===== Текст

Как известно, вопрос о предельной норме процентов идет еще от законов XII таблиц, которые устанавливали maximum в 8 1/3 % годовых и карали ростовщиков, foeneratores, штрафом in quadruplum. В 347 г. до Р.Х. неизвестный закон понизил этот maximum вдвое, а через пять лет lex Genucia запретил взимание процентов вовсе. Но этот закон скоро вышел из употребления, и в эпоху Цицерона законной предельной нормой является 12 % (usurae centesimae). Эта норма и оставалась в течение всего классического периода, хотя она была значительно выше обычного договорного уровня. Юстиниан законом 528 г. (с. 26. С. 4. 32) понизил эту норму до 6 %, однако, с известными отступлениями: так, для сопряженного с особым риском заморского займа (foenus nauticum), для которого раньше предельной нормы не существовало, Юстиниан установил 12 %; торговцы между собой могут брать до 8 %; напротив, personae illustres — не более 4 %. — Взимание процентов свыше предельной нормы не влечет, однако, никакого штрафа для кредитора; предписывается только излишне полученное зачитывать в погашение капитала. Сверх того, даже дозволенные проценты, когда общая сумма их достигает размеров капитала, перестают далее течь (non ultra alterum tantum — «не больше другого такого же [капитала]»). Наконец, Юстиниан запретил взимание процентов на проценты (так называемый anatocismus) — даже тогда, если кредитор готов был оставить их должнику в виде нового займа.
Все это законодательство Юстиниана о процентах, вызванное, без сомнения, самыми лучшими побуждениями, свидетельствовало, однако, о плохом понимании природы экономических явлений. Разумеется, в чрезмерно высоких процентах выражается иной раз и подлинное жадное ростовщичество, но гораздо чаще тут примешивается элемент экономического риска. Законы о процентах, особенно в таком виде, в каком мы их видим при Юстиниане, совершенно не считаются с этим и, в конце концов, быть может, не улучшают, а ухудшают положение тех же miseri debitores, в интересах которых они изданы. Ростовщичество, как показывает его история везде, выливается тогда в разные скрытые формы, а риск быть изобличенным перекладывается на тех же должников в виде такой или иной усиленной премии.

==========
===== Извлечённые данные

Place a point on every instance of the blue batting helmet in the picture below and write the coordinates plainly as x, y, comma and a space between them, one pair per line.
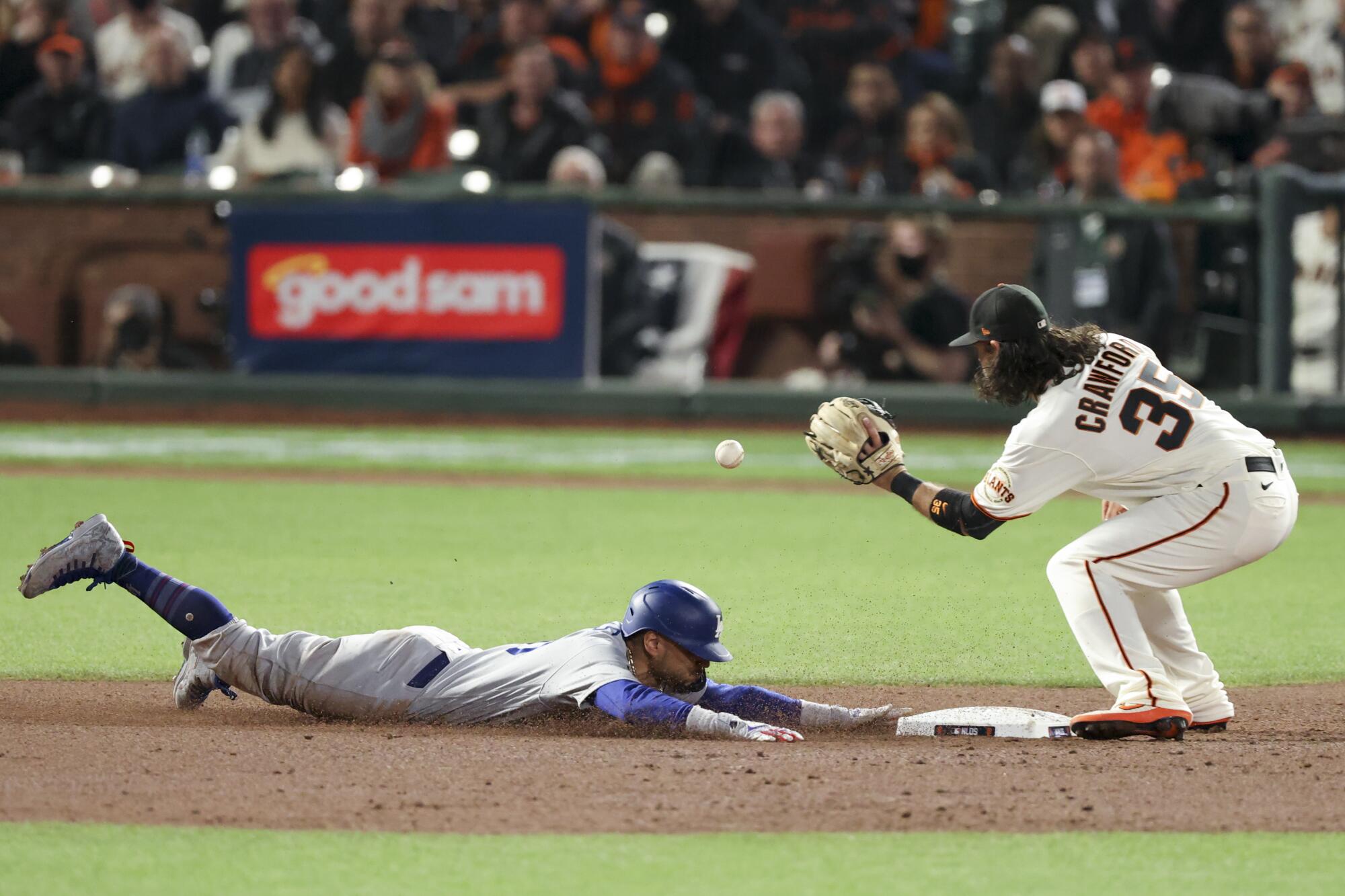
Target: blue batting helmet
681, 612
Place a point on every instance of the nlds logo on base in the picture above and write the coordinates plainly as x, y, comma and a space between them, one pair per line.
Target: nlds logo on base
367, 291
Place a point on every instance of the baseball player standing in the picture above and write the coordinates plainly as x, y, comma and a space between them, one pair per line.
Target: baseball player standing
646, 669
1188, 494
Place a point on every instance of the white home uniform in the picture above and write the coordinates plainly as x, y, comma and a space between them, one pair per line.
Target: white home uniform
418, 673
1206, 495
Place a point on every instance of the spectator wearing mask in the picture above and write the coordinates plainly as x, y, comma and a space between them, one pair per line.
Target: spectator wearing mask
244, 53
482, 69
122, 45
371, 25
1118, 274
1093, 64
523, 131
867, 151
735, 53
151, 130
1249, 53
1153, 166
633, 322
63, 119
298, 131
894, 318
773, 157
641, 100
1043, 167
939, 162
399, 126
1007, 110
36, 21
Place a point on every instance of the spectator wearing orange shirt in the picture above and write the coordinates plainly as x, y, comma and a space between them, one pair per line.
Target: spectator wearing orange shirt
1153, 166
641, 100
397, 126
482, 71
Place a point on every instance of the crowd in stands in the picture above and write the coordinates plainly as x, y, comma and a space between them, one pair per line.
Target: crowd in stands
973, 100
942, 99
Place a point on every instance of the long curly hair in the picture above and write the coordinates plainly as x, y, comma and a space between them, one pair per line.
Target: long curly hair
1026, 368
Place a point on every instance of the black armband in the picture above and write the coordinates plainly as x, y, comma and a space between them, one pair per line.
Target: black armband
956, 512
905, 486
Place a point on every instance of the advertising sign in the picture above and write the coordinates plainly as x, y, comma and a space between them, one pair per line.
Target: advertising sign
475, 290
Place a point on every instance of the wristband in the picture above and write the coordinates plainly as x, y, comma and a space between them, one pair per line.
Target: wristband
905, 486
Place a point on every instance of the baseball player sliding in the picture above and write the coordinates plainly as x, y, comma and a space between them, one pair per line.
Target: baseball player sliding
648, 669
1188, 494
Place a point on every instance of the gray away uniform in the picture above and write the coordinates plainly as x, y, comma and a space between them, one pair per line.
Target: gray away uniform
418, 673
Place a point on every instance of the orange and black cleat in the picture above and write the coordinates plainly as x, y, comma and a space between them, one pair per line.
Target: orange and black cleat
1132, 720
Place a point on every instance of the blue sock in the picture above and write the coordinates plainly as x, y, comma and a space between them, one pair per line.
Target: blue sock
192, 611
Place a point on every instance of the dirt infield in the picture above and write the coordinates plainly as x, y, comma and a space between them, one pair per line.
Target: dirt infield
120, 752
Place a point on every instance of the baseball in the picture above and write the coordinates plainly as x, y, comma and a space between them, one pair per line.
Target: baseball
728, 454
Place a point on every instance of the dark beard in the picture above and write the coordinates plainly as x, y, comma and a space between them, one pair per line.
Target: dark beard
676, 688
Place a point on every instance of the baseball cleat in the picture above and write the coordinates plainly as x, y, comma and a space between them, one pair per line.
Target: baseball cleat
1132, 720
1215, 727
194, 681
91, 551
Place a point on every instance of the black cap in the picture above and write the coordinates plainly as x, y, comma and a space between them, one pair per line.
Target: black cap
630, 14
1005, 313
1133, 54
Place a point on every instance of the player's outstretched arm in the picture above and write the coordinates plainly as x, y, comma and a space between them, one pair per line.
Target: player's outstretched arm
857, 439
644, 705
949, 507
769, 705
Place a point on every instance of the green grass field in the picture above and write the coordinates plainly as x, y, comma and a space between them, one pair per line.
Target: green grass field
828, 585
107, 860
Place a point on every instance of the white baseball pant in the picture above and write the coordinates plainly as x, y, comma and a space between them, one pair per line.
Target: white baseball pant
376, 676
1118, 581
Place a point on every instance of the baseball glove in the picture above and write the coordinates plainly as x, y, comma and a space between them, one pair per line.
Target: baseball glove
837, 436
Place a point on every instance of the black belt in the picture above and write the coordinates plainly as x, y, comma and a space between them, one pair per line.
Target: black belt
431, 669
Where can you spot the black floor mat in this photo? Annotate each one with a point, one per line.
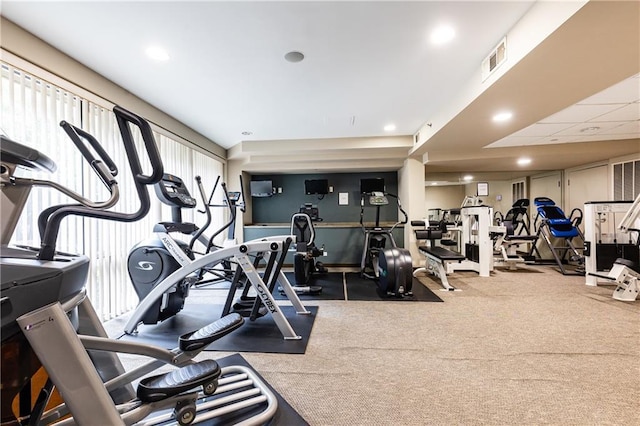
(261, 335)
(359, 288)
(331, 283)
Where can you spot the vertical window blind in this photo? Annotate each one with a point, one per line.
(31, 112)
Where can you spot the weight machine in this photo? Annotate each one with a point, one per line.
(476, 231)
(607, 258)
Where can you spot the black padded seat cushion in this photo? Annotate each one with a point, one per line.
(442, 253)
(635, 266)
(521, 237)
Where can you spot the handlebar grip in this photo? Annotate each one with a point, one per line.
(79, 137)
(124, 117)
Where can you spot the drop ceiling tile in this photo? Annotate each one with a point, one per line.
(580, 113)
(629, 127)
(628, 112)
(514, 140)
(544, 129)
(587, 129)
(626, 91)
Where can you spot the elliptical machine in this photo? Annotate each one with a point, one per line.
(154, 259)
(48, 320)
(390, 267)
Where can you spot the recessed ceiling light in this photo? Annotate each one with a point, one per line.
(442, 34)
(524, 161)
(157, 53)
(294, 56)
(502, 116)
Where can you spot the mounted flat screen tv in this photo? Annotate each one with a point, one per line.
(316, 186)
(367, 186)
(261, 188)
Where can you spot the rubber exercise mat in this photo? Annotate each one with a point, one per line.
(261, 335)
(332, 287)
(359, 288)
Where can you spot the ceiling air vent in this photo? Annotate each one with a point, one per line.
(497, 56)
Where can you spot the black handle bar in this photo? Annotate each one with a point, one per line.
(124, 118)
(81, 139)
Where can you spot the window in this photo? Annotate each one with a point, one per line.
(32, 109)
(626, 180)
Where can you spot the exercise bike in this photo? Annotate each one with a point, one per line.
(390, 267)
(48, 320)
(304, 259)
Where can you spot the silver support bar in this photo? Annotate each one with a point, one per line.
(58, 348)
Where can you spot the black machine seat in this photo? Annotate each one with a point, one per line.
(634, 266)
(182, 227)
(198, 339)
(156, 388)
(442, 253)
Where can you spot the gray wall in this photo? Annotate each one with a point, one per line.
(280, 207)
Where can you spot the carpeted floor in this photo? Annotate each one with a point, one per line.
(516, 348)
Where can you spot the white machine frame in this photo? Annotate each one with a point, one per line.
(477, 227)
(626, 278)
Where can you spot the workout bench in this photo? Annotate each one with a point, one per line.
(436, 258)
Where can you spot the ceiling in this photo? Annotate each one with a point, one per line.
(366, 65)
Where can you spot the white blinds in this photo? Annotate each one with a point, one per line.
(31, 112)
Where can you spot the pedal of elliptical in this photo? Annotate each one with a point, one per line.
(208, 334)
(204, 373)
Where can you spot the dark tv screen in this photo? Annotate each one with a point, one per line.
(367, 186)
(316, 186)
(261, 188)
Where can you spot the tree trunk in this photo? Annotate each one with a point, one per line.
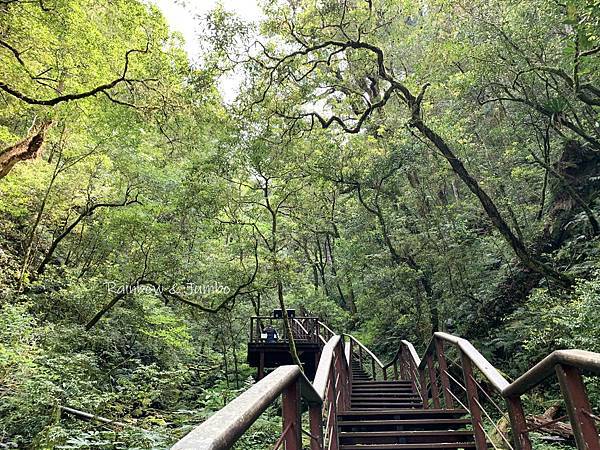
(29, 148)
(490, 208)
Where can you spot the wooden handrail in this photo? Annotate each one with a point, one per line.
(565, 364)
(369, 352)
(324, 367)
(580, 359)
(486, 368)
(328, 394)
(411, 349)
(226, 426)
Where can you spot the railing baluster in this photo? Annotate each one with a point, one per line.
(439, 348)
(435, 395)
(291, 415)
(315, 417)
(424, 395)
(518, 423)
(578, 404)
(472, 398)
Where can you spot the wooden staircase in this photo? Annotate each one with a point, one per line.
(390, 415)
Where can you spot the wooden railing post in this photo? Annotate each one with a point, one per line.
(291, 417)
(315, 417)
(424, 395)
(578, 407)
(332, 413)
(518, 423)
(473, 402)
(435, 394)
(441, 357)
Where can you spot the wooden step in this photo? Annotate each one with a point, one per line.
(381, 394)
(446, 445)
(403, 414)
(362, 424)
(405, 437)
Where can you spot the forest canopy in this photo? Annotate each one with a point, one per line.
(395, 167)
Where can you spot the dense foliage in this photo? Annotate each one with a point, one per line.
(396, 167)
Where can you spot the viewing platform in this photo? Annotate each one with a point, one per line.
(269, 346)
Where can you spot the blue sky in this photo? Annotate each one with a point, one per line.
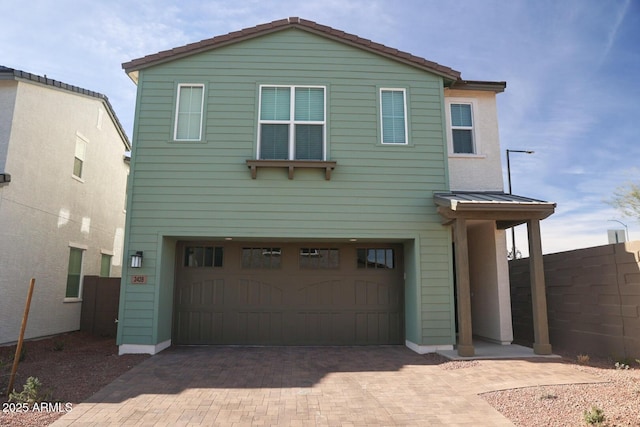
(572, 69)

==========

*Задание 1*: Выпишите дословно фрагмент текста о римских законах о процентах от слов "Все это законодательство" до слов "иной усиленной премии.".
*Задание 2*: Продолжите текст о римских законах о процентах, начиная сразу после его последнего предложения.

*Ответ 1*:
Все это законодательство Юстиниана о процентах, вызванное, без сомнения, самыми лучшими побуждениями, свидетельствовало, однако, о плохом понимании природы экономических явлений. Разумеется, в чрезмерно высоких процентах выражается иной раз и подлинное жадное ростовщичество, но гораздо чаще тут примешивается элемент экономического риска. Законы о процентах, особенно в таком виде, в каком мы их видим при Юстиниане, совершенно не считаются с этим и, в конце концов, быть может, не улучшают, а ухудшают положение тех же miseri debitores, в интересах которых они изданы. Ростовщичество, как показывает его история везде, выливается тогда в разные скрытые формы, а риск быть изобличенным перекладывается на тех же должников в виде такой или иной усиленной премии.

*Ответ 2*:
Значительно позже mutuum получили юридическое признание три других реальных контракта — commodatum, depositum и pignus, причем их исторической предшественницей явилась уже известная нам fiducia, которая сыграла для них и подготовительную роль.
Как известно, уже в старом цивильном праве потребность отдачи вещи во временное пользование, на сохранение и в залог удовлетворялась посредством mancipatio или in jure cessio этой вещи с присоединением pactum fiduciae. Мы знаем также, что это pactum fiduciae, в древности совершенно неисковое, было снабжено затем иском — сначала преторским, а затем и цивильным — actio fiduciae. Этим иском мог воспользоваться не только передавший вещь для получения ее назад — actio fiduciae directa, но и то лицо, которому вещь была передана, если для него возникли какие — либо убытки: например, ему был манципирован с целью сохранения раб, страдающий заразною болезнью, которою он заразил затем собственных рабов получателя; в таком случае последний имеет actio fiduciae contraria. Получив (уже ко времени К. Муция Сцеволы) эти иски, fiducia превратилась в настоящий реальный контракт, с тем, однако, различием, что соглашение о ней (pactum fiduciae) составляло лишь элемент формальных сделок mancipatio или in jure cessio и, следовательно, само являлось формальным. Ввиду этого fiducia должна быть характеризована, как договор формально — реальный.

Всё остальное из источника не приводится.